[Stored items]
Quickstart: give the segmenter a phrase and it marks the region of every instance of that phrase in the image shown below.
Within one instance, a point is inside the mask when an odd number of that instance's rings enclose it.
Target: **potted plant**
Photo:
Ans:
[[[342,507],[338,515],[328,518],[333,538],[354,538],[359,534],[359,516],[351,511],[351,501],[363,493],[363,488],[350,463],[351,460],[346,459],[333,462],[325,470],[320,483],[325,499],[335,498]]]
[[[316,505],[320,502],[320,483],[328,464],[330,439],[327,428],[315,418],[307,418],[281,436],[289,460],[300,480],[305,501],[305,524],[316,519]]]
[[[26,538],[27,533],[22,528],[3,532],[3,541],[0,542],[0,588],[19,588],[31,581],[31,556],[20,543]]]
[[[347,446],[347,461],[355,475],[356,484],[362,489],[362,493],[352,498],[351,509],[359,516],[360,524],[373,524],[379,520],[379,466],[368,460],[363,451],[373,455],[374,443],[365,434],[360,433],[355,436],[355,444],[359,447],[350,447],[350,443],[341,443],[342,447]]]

---

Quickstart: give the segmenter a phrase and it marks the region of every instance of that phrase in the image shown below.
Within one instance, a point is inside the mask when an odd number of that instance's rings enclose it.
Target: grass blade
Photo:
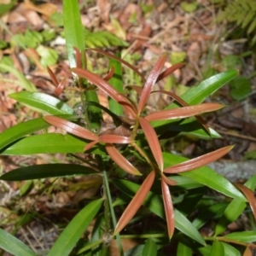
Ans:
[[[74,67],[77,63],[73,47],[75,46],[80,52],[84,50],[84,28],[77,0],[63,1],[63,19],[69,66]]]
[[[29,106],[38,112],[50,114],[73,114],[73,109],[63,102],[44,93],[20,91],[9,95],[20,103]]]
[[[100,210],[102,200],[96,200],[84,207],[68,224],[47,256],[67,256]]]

--

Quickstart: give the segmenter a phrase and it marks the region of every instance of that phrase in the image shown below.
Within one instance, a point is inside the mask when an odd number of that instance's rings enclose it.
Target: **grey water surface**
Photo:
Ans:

## The exercise
Extract every line of the listing that contains the string "Target", treating uppercase and lowercase letters as different.

## Result of the task
Target: **potted plant**
Target: grass blade
Target: **grey water surface**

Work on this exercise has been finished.